Input for this task:
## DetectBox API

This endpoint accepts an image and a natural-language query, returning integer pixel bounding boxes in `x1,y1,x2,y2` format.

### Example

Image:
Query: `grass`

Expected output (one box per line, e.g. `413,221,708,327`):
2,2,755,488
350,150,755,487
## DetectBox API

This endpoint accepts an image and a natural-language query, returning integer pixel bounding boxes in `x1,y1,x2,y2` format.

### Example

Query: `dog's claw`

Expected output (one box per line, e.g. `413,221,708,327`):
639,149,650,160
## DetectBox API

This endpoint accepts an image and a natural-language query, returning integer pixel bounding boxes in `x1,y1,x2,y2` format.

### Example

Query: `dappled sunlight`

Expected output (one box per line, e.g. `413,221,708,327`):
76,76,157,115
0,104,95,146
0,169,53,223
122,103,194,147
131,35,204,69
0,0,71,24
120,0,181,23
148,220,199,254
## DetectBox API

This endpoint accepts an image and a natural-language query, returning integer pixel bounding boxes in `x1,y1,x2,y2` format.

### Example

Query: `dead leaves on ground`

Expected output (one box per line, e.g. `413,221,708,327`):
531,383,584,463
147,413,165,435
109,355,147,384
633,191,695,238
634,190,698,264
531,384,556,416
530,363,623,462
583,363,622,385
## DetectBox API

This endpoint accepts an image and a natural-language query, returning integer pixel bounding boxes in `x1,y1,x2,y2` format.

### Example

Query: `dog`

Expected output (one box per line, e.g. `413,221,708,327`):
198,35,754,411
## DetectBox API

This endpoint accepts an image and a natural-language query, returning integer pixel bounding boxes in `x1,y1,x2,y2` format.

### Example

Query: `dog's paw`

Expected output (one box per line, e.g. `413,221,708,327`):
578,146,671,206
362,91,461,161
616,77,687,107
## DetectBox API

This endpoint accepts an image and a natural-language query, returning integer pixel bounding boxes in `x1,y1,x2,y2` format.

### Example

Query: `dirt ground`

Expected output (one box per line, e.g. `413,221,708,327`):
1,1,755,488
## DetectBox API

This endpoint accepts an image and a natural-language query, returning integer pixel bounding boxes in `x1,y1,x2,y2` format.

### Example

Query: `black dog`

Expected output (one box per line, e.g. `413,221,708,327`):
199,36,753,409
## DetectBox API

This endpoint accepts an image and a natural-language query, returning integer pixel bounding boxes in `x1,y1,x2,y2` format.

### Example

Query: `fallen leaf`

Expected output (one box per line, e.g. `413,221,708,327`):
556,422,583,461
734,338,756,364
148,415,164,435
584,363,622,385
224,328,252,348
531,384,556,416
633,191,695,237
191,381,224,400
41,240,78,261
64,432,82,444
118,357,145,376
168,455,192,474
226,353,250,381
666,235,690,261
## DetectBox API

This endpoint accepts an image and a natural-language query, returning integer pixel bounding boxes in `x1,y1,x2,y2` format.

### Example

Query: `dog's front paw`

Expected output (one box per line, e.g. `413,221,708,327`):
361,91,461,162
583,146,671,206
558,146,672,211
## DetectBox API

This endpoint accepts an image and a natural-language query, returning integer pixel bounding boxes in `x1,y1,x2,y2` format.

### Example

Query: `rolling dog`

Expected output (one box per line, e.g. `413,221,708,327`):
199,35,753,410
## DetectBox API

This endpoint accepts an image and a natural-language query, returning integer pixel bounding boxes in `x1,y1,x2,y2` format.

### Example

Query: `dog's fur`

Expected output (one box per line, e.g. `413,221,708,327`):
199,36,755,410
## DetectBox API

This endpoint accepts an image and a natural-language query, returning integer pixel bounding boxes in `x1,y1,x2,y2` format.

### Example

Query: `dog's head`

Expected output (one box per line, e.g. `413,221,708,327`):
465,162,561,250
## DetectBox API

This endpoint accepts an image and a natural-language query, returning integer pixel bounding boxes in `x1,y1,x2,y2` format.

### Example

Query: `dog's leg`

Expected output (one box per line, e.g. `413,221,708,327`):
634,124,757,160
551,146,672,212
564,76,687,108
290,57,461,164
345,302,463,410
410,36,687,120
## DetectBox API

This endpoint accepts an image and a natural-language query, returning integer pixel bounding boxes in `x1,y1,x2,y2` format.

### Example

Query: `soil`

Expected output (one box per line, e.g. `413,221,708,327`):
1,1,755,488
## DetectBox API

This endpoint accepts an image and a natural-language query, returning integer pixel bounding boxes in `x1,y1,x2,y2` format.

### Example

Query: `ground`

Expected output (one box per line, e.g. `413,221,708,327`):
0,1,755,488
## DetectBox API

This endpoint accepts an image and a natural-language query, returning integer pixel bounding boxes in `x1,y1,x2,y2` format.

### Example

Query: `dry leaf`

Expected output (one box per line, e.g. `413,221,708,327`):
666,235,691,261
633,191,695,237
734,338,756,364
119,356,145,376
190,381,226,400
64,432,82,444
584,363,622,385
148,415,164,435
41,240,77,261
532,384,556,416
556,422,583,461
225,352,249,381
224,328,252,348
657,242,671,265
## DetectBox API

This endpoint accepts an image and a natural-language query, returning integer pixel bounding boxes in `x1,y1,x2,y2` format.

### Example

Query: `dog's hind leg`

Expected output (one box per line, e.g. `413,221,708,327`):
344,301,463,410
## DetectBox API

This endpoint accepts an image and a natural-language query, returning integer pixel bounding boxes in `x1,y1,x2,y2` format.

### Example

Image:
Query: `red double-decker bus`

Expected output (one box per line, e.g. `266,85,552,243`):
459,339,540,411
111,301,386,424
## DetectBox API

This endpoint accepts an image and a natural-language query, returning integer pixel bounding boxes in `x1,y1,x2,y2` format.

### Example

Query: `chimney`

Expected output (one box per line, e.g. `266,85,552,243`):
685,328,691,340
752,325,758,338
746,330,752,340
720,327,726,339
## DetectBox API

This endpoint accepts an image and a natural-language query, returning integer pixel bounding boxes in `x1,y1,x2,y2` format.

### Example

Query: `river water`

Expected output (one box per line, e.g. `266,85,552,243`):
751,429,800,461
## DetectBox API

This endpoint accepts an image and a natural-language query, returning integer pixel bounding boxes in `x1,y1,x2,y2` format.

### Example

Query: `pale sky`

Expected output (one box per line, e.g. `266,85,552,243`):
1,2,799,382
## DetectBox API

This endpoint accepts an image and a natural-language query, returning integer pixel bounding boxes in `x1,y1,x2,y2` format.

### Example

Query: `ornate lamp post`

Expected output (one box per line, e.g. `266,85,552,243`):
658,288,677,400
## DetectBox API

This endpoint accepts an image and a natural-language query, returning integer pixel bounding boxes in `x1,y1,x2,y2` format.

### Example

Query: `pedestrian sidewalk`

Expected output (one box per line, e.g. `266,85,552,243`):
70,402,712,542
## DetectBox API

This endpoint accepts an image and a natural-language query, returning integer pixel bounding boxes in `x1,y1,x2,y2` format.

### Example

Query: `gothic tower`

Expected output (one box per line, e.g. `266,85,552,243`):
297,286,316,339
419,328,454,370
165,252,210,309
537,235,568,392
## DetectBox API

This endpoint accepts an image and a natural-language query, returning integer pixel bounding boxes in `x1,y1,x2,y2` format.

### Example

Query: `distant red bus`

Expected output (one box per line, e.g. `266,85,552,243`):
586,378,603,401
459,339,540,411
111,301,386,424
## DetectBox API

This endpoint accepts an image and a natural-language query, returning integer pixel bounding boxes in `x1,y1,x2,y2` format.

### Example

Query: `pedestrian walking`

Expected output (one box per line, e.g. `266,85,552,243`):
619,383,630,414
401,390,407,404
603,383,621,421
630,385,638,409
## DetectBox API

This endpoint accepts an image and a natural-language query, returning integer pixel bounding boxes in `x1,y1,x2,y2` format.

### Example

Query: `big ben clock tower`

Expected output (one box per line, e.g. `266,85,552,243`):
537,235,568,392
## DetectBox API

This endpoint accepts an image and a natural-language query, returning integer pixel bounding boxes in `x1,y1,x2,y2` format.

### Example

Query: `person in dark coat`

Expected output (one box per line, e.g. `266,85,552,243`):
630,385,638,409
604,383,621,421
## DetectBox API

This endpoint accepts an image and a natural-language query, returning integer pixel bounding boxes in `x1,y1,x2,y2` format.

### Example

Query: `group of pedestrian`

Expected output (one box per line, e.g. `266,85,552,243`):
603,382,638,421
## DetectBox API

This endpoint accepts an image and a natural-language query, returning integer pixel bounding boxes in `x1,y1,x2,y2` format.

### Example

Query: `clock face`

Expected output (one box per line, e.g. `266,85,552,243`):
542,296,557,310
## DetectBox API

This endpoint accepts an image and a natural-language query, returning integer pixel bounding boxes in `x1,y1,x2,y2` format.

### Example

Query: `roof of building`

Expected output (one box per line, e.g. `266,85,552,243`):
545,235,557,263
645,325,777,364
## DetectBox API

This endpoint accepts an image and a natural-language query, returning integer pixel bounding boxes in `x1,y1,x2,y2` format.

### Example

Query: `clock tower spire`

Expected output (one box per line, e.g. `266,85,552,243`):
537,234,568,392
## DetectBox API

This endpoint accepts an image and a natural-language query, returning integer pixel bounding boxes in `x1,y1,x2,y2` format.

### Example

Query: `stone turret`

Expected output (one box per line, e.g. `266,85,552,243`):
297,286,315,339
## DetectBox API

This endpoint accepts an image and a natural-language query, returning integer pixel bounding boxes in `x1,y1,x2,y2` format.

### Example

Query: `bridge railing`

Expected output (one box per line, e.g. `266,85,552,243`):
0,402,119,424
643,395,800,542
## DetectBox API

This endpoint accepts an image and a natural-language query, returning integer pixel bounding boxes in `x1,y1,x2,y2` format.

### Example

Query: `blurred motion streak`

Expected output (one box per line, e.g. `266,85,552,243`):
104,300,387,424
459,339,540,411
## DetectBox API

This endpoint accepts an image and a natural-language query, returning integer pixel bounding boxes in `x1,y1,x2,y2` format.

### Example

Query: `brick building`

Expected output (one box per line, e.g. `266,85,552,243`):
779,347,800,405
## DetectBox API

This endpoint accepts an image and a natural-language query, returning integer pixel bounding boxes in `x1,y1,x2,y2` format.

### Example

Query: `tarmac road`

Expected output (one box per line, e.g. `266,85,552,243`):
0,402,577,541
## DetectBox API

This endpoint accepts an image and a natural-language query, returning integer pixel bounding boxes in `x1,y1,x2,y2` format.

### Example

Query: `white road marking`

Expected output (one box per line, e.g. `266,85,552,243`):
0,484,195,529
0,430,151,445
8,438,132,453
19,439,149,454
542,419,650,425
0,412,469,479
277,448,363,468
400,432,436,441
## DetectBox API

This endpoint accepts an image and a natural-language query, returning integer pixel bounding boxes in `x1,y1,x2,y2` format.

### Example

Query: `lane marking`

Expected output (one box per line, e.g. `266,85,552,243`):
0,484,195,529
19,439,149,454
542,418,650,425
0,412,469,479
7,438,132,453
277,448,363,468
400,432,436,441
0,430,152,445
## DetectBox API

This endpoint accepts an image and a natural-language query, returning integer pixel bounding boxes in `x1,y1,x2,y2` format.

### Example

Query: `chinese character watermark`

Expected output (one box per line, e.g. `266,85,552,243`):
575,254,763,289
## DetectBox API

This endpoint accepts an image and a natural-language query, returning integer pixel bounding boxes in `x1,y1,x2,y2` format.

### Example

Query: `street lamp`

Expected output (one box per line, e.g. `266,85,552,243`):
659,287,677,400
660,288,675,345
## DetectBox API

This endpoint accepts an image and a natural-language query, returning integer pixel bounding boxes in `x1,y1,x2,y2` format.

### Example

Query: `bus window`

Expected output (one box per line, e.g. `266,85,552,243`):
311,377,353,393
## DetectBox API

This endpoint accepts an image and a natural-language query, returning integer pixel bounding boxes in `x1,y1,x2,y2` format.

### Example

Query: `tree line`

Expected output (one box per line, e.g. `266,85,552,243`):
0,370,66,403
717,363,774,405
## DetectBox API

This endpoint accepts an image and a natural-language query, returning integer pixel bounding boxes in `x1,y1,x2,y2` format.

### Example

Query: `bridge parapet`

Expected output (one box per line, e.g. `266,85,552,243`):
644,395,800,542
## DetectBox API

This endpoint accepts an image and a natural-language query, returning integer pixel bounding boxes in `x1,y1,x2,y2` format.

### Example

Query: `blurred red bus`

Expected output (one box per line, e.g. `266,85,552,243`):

Work request: Using the data above, return every line that contains the string "bridge".

Problem solution:
Query: `bridge railing`
Query: `bridge parapet`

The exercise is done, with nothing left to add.